Aim: Copy word for word the line containing "of the gray" together with all lines following it to the end of the listing below, without the pictures.

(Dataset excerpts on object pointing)
────────

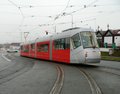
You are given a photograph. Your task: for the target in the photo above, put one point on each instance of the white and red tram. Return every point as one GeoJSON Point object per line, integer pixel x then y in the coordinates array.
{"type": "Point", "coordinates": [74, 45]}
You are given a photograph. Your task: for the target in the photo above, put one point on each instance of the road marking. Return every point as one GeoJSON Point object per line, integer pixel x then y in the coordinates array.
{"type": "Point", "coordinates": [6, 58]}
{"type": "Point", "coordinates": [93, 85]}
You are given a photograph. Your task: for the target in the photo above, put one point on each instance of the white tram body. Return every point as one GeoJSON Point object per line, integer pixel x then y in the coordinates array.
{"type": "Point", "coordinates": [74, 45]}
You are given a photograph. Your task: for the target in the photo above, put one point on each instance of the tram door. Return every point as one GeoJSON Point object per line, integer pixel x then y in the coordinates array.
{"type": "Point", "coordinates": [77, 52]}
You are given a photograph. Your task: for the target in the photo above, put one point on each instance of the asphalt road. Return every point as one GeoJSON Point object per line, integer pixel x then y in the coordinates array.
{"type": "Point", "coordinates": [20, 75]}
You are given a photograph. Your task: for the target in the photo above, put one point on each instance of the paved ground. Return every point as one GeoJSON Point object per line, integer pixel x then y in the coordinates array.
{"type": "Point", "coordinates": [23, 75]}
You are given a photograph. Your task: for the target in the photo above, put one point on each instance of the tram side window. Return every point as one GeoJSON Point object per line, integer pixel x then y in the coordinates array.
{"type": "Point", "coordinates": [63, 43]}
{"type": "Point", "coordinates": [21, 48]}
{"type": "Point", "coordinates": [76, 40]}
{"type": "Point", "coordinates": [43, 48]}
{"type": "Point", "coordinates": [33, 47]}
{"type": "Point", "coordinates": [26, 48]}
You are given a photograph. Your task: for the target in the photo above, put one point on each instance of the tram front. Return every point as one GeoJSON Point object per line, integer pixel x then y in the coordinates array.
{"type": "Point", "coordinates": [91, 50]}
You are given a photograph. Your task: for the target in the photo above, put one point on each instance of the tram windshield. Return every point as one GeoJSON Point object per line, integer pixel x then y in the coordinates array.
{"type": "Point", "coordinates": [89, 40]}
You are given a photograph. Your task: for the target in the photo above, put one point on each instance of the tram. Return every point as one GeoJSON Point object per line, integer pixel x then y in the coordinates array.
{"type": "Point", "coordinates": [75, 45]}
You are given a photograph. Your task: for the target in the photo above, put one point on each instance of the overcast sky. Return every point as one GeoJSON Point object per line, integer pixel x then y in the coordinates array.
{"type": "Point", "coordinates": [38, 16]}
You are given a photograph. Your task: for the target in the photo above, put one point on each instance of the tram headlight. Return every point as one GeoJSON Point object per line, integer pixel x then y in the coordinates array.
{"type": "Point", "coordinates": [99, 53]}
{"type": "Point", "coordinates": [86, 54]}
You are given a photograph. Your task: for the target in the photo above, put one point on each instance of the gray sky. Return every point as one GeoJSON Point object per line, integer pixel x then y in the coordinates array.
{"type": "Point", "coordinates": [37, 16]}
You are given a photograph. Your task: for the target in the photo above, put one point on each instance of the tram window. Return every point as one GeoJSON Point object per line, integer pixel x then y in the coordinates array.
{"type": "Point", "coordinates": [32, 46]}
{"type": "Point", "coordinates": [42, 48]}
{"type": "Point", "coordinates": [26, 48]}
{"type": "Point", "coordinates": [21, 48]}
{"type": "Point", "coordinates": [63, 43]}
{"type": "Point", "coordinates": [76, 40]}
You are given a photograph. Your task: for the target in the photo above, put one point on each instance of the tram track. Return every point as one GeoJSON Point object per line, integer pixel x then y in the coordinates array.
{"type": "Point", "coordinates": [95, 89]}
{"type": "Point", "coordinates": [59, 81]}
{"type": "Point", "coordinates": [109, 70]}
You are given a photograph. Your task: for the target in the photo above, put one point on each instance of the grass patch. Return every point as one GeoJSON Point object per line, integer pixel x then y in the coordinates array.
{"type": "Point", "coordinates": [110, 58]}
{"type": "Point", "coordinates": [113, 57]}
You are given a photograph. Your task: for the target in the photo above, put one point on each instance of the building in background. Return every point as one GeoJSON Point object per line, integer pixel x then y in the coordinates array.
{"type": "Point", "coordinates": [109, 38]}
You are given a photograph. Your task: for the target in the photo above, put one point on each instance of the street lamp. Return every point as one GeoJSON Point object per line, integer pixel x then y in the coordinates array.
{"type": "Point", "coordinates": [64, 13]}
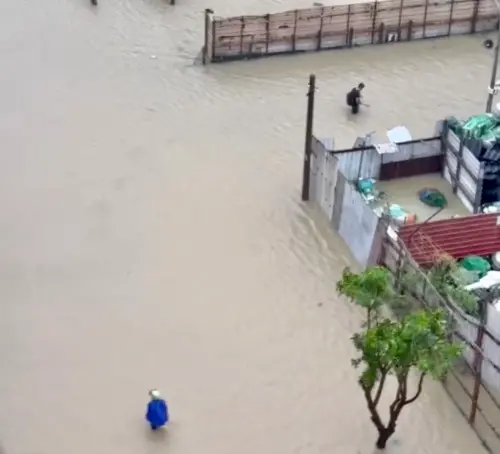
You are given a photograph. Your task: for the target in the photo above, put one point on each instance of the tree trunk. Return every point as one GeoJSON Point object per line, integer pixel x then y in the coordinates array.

────────

Response to the task:
You are given a photograph. Your task: for the target in the photo above, put one point on each instance of the gray sky. Return every point as one GeoJSON Point object per line, integer pixel x then y in the coordinates array.
{"type": "Point", "coordinates": [37, 16]}
You are given a photograph. Your task: for the target in the photo above, put one point on each instance of the tram window. Return every point as one GeoJSON Point object per line, integer pixel x then y in the coordinates array.
{"type": "Point", "coordinates": [32, 46]}
{"type": "Point", "coordinates": [42, 48]}
{"type": "Point", "coordinates": [26, 48]}
{"type": "Point", "coordinates": [21, 48]}
{"type": "Point", "coordinates": [63, 43]}
{"type": "Point", "coordinates": [76, 40]}
You are given a photograph. Your task: for the target in the photo above, put one point on each instance of the tram track. Return every point as one GeoJSON Point object per line, integer pixel x then y in the coordinates array.
{"type": "Point", "coordinates": [95, 89]}
{"type": "Point", "coordinates": [59, 81]}
{"type": "Point", "coordinates": [109, 70]}
You are given a photograph. Your task: for the target in the photo above, put one point on each instance of the grass patch. Return every point as one GeoJSON Point object per line, integer pixel x then y in the coordinates array.
{"type": "Point", "coordinates": [110, 58]}
{"type": "Point", "coordinates": [113, 57]}
You are given a photograph. Your task: for the target in the photo above, put one point on each instance of the building in background. Return every point as one GeoJSON Point object per line, integer pixel x then y in the coordinates array.
{"type": "Point", "coordinates": [109, 38]}
You are given a photograph. Your task: for the target in the photo above, put one point on each instance of the street lamp. Return every point as one GeoJSON Point object per line, integer pixel x then y in the coordinates array.
{"type": "Point", "coordinates": [64, 13]}
You are given a photograph. Your task: for the target in the photo above, put one point on each instance of the tree trunk. Return every point as one GeoJSON Point object per line, integer pixel x then y in the coordinates array.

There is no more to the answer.